### Source passage
==================================================

Richard Guy writes:

> The case n = 7 mod 8 is left to the reader.

I think odd-sized pyramids are impossible, by a 4-coloring:

layer 1: A

layer 2: B
C D

layer 3: A
D C
B A B

layer 4: B
C D
A B A
D C D C

layer 5: A
D C
B A B
C D C D
A B A B A

layer 6: B
C D
A B A
D C D C
B A B A B
C D C D C D

layer 7: A
D C
B A B
C D C D
A B A B A
D C D C D C
B A B A B A B

layer 8: B
C D
A B A
D C D C
B A B A B
C D C D C D
A B A B A B A
D C D C D C D C

and so on. A 4-sphere "tetrad" will have one of each color
regardless of where it is in this grid. To be solvable,
any size of pyramid must have an equal number of each color.

From Richard's packing, we know that all even-order pyramids
are solvable, thus must contain an equal number of all colors.

Consider an odd-numbered layer. Parse it into rhombi, as in
this example of layer 7:

A

-------
/D C/
/B A/ B
-------
------- -------
/C D/ /C D/
/A B/ /A B/ A
------- -------
------- ------- -------
/D C/ /D C/ /D C/
/B A/ /B A/ /B A/ B
------- ------- -------

All the rhombi are color-balanced, but the right edge contains
only A's and B's, so the layer as a whole cannot be color-balanced.

==================================================

### Extracted material
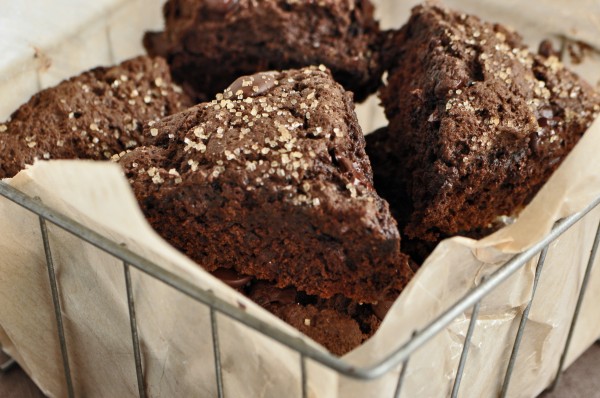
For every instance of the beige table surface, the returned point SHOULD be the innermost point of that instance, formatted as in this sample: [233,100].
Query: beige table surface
[581,380]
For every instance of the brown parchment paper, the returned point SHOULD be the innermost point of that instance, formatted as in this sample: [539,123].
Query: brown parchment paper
[175,331]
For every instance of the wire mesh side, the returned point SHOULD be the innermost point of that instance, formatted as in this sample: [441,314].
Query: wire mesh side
[521,330]
[57,308]
[392,361]
[465,351]
[134,332]
[576,312]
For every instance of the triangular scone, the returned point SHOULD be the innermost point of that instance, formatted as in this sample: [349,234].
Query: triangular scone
[271,179]
[94,115]
[477,121]
[209,43]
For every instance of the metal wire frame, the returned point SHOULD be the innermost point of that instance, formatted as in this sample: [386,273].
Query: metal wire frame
[399,356]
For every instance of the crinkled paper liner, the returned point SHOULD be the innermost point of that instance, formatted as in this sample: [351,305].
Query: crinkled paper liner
[175,331]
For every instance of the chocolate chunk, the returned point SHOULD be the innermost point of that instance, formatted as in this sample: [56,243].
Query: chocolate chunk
[232,278]
[251,86]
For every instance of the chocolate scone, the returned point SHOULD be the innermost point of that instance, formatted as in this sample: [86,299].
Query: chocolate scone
[209,43]
[338,324]
[95,115]
[477,122]
[271,179]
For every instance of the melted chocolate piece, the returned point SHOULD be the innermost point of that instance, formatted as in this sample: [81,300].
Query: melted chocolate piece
[265,294]
[221,6]
[232,278]
[382,308]
[250,86]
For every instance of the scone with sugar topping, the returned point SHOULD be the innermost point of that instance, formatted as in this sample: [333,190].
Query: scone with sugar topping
[208,43]
[95,115]
[478,123]
[271,179]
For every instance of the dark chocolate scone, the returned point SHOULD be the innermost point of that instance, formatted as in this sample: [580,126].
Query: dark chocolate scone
[209,43]
[271,179]
[95,115]
[477,122]
[338,324]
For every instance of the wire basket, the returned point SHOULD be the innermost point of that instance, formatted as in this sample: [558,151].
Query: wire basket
[399,357]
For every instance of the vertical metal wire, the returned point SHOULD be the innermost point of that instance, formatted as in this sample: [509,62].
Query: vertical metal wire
[584,285]
[7,365]
[57,311]
[524,317]
[217,351]
[465,352]
[401,378]
[303,375]
[134,333]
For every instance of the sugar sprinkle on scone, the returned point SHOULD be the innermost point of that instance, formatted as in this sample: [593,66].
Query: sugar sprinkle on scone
[271,179]
[95,115]
[209,43]
[478,122]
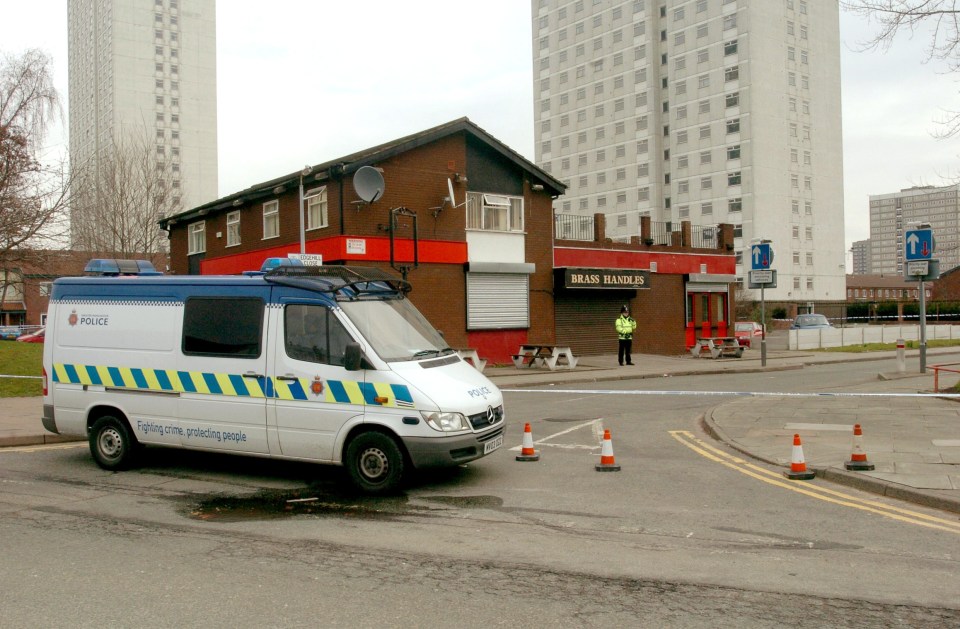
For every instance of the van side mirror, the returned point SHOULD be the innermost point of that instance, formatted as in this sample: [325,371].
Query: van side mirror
[352,357]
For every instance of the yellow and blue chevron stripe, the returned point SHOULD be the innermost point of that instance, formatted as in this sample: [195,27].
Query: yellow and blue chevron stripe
[234,385]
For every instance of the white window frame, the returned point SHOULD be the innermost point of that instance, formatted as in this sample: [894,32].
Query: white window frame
[494,212]
[233,228]
[271,219]
[196,237]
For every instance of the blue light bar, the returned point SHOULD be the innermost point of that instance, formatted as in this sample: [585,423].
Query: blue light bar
[109,266]
[272,263]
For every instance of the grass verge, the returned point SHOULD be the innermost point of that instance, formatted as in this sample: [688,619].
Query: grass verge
[20,359]
[880,347]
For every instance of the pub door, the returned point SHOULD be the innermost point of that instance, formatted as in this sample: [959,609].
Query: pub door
[706,315]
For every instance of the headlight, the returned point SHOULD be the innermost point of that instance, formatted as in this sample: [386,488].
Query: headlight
[445,422]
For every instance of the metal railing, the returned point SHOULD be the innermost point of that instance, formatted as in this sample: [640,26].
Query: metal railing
[573,227]
[936,374]
[704,236]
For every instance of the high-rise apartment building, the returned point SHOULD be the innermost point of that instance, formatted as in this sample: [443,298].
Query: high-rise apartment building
[146,69]
[860,254]
[712,111]
[893,214]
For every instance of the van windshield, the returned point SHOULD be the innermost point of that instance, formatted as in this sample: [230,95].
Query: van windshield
[395,329]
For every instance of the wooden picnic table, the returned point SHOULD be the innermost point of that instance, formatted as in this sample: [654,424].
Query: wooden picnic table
[544,355]
[717,346]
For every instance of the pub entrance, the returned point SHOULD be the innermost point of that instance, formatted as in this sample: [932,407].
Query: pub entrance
[708,307]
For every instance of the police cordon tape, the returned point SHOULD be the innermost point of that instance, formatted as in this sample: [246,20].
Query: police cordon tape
[731,393]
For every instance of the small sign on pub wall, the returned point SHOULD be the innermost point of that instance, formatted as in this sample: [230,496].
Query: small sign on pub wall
[606,278]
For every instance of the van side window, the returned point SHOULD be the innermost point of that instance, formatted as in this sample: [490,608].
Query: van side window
[223,326]
[314,334]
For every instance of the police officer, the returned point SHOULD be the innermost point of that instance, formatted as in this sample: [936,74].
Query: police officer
[625,327]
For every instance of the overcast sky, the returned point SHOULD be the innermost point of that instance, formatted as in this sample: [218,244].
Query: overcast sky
[392,68]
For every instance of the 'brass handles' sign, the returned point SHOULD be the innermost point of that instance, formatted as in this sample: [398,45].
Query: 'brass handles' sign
[606,278]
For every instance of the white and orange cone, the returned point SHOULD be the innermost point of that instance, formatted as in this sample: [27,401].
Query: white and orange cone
[798,467]
[607,463]
[527,453]
[858,459]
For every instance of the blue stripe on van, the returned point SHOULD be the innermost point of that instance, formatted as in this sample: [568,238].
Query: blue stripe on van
[239,385]
[296,390]
[92,374]
[369,393]
[164,380]
[139,379]
[116,380]
[186,381]
[339,393]
[212,383]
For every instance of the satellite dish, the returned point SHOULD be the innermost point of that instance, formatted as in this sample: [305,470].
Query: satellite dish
[368,183]
[453,201]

==================================================

### What to do
**A.** Echo the pyramid-coloring post word for word, from "and so on. A" down to "of each color.".
**B.** For each statement below, answer yes or no depending on whether it agrees with the pyramid-coloring post, and quote the words from the post that decide it. (i) A 4-sphere tetrad has one of each color wherever it sits in the grid. (ii) Richard's packing shows that all odd-order pyramids are solvable. (iii) In an odd-numbered layer, the right edge holds only C's and D's.
The material comes from a different source than the pyramid-coloring post.

### Expected answers
**A.**
and so on. A 4-sphere "tetrad" will have one of each color
regardless of where it is in this grid. To be solvable,
any size of pyramid must have an equal number of each color.

**B.**
(i) Yes: "A 4-sphere "tetrad" will have one of each color regardless of where it is in this grid."
(ii) No: "From Richard's packing, we know that all even-order pyramids are solvable"
(iii) No: "the right edge contains only A's and B's"